**CHALLENGE A:** According to the passage on interstate extradition, which two states have adopted the Uniform Criminal Extradition Act?
**CHALLENGE B:** Extend the passage on interstate extradition, picking up right after its final citation.
**** TEXT SHOWN ****
Third, because he did not believe that a Louisiana court had jurisdiction over the
custody determination, he could not logically be convicted under the kidnaping statute
for departing from Louisiana with the intent to defeat the jurisdiction of the courts
of that State. There is, in short, no possibility - and certainly no "reasonable possibility"
- that his conduct violated the Louisiana statute cited in the extradition papers.
4 A sensible application of the requirement that a fugitive must be "substantially
charged" with a crime, informed by the twin necessities of avoiding a trial-like inquiry
into the law of sister States and preventing the injustice of extradition to face
a legally impossible charge, leads me to conclude that the judgment of the California
Supreme Court should be affirmed.
The Court's heavy reliance on the dicta in Michigan v. Doran, 439 U.S. 282, 288 (1978),
and Biddinger v. Commissioner of Police, 245 U.S. 128, 135 (1917), is misplaced. The
issue in Doran was whether a court in the asylum State could review the demanding
State's judicial determination that there was probable cause for the fugitive's arrest
- an issue that is entirely unrelated to the substantiality of the criminal charge.
The fact that the Court omitted the word "substantial" [482 U.S. 400, 417] in its
summary description of the proper inquiry in the asylum State surely was not intended
to modify or eliminate a requirement that this Court had recognized for decades. See,
e. g., McNichols v. Pease, 207 U.S. 100, 108 -109 (1907) (accused must be "substantially
charged with crime against the laws of the demanding State"); Ex parte Reggel, 114
U.S. 642, 651 (1885) (indictment accompanying the requisition was valid because it
substantially charged the crime). In recognition of this longstanding requirement,
the Uniform Criminal Extradition Act, which both Louisiana and California have adopted,
specifies that the "indictment, information, or affidavit made before the magistrate
must substantially charge the person demanded with having committed a crime under
the law of that state." 11 U. L. A. 92 (1974); La. Code Crim. Proc. Ann., Art. 263
(West 1967); Cal. Penal Code Ann. 1548.2 (West 1982).
**** ENTRIES SUPPLIED ****
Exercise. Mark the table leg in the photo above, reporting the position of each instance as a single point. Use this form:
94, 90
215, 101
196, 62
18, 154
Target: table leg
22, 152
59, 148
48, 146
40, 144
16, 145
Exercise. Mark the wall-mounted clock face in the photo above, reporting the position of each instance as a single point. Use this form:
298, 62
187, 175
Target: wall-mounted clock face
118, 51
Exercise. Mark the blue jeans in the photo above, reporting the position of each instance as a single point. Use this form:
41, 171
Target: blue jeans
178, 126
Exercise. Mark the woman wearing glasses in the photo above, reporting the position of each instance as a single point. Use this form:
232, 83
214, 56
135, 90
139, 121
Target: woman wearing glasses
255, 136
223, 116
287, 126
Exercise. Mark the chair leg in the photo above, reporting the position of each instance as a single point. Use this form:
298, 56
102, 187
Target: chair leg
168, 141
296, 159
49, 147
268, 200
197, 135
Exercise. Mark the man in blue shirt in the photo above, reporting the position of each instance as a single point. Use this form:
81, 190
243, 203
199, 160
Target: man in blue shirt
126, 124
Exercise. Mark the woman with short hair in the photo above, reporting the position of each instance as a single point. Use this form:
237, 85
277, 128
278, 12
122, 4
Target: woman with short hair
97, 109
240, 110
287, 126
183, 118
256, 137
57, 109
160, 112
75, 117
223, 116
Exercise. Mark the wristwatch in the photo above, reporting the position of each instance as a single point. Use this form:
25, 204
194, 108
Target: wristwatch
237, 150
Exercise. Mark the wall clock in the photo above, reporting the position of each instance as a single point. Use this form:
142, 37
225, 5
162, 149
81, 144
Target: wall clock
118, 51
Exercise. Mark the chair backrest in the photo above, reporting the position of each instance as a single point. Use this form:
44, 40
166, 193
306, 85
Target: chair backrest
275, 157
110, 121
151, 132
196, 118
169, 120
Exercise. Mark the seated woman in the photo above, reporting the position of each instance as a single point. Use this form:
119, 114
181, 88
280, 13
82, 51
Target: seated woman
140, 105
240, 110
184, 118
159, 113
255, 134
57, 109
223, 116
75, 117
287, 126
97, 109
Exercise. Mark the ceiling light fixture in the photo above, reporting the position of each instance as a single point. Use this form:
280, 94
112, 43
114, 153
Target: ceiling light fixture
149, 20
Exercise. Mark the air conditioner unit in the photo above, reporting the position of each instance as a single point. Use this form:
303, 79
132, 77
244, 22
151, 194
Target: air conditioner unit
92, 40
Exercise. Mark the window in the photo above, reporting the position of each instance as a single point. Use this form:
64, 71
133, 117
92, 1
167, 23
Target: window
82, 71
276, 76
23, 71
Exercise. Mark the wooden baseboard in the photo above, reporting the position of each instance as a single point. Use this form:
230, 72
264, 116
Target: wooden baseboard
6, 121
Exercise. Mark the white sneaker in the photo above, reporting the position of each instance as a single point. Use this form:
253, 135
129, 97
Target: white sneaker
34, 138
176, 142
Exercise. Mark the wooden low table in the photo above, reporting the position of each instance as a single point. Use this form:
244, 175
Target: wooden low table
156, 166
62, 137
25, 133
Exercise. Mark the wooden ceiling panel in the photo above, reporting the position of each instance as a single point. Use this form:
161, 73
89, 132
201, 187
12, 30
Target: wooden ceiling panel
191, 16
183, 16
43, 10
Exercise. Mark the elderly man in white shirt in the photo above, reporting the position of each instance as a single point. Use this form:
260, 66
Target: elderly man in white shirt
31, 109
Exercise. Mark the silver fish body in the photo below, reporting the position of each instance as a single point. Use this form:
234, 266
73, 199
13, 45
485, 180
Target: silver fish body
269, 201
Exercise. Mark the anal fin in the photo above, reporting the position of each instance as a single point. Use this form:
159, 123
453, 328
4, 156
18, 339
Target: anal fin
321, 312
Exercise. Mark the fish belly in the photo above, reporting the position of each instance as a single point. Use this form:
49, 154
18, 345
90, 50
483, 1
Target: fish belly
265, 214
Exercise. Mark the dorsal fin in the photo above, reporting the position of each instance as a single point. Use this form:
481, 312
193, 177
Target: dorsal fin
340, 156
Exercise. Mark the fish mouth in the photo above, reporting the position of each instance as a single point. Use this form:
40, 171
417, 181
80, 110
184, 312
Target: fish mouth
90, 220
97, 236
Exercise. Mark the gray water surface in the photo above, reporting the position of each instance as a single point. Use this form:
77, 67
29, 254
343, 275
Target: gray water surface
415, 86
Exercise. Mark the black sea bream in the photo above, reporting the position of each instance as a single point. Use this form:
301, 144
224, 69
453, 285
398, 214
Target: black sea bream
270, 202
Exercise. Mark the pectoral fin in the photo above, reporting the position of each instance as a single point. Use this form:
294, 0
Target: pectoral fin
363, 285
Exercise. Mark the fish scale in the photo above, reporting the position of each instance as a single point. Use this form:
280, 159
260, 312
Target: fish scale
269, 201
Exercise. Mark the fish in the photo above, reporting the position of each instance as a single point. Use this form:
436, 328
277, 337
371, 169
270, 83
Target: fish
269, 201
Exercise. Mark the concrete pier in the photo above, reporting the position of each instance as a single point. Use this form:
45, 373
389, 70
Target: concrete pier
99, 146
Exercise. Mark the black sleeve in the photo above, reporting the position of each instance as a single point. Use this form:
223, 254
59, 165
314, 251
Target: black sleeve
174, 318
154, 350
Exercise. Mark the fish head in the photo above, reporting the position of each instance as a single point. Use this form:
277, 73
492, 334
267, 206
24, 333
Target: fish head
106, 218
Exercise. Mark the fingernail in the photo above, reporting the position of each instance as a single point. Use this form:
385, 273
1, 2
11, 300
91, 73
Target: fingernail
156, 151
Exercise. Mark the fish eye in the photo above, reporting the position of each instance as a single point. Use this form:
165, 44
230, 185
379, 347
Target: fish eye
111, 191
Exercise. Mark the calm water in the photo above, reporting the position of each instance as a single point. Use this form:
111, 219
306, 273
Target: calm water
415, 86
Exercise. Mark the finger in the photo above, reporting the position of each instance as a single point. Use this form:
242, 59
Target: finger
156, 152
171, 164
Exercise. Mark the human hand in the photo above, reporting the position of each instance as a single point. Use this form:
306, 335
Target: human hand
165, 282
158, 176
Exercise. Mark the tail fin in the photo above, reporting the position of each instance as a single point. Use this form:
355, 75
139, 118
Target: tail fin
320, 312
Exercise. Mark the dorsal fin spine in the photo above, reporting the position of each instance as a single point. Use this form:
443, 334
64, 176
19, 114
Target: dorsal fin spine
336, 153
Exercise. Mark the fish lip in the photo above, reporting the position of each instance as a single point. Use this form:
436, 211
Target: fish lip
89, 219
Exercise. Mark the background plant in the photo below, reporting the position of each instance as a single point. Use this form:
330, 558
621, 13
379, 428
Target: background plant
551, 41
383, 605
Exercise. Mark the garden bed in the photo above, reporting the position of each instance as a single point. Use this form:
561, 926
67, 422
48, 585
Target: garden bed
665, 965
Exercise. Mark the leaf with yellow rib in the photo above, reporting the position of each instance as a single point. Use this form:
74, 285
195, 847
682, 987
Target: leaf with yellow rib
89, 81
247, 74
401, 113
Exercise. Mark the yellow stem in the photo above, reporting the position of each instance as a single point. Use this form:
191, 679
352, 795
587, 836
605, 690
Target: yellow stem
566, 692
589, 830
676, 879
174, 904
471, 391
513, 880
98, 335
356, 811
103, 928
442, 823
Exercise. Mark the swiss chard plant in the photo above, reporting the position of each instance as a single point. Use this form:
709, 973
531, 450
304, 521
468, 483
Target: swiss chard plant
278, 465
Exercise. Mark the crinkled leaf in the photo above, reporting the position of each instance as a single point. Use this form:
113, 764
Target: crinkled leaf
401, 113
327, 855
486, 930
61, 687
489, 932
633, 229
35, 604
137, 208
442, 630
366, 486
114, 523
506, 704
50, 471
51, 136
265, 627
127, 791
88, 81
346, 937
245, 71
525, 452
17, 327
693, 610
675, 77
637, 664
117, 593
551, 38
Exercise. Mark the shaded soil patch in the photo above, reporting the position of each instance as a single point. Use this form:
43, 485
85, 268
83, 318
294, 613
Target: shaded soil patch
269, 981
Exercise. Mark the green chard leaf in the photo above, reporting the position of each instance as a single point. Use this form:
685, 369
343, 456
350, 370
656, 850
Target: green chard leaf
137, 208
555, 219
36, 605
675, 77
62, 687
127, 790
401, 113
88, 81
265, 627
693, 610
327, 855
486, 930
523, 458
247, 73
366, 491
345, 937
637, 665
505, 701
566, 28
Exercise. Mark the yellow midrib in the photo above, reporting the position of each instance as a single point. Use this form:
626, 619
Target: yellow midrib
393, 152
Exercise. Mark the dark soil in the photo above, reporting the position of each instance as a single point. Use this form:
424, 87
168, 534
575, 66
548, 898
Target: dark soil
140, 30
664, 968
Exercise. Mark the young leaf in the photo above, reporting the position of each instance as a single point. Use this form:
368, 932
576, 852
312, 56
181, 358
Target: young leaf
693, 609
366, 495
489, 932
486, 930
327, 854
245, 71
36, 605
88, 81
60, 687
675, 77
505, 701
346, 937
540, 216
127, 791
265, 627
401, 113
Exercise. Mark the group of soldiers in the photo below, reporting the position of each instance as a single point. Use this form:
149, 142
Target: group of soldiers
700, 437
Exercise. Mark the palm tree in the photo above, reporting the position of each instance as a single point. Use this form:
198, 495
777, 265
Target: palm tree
****
**REPLY A:** Louisiana and California.

**REPLY B:**
The Biddinger case relied upon by the Court is also inapposite because the validity
of the fugitive's statute of limitations defense in that case depended on the law
of the demanding State; the fact that the limitations period had expired between the
date of the offense and the charge did not foreclose the possibility that the statute
had been tolled. 245 U.S., at 131 -132, 135. The common thread in Doran and Biddinger,
as in Drew v. Thaw, supra, is that an asylum state court's inquiry may not reach the
merits of issues that could be fully litigated in the charging State; such examinations
entangle the asylum State's judicial system in laws with which it is unfamiliar and
endanger the summary nature of extradition proceedings. To obtain habeas relief, "[t]here
must be objections which reach deeper into the indictment that those which would be
good against it in the court where it is pending." Pierce v. Creecy, 210 U.S., at
401 ; cf. Pacileo v. Walker, 449 U.S. 86, 87 -88 (1980) (per curiam) (California Supreme
Court erred in granting habeas relief to fugitive by directing its Superior Court
to determine whether prison conditions in demanding State violated Eighth Amendment).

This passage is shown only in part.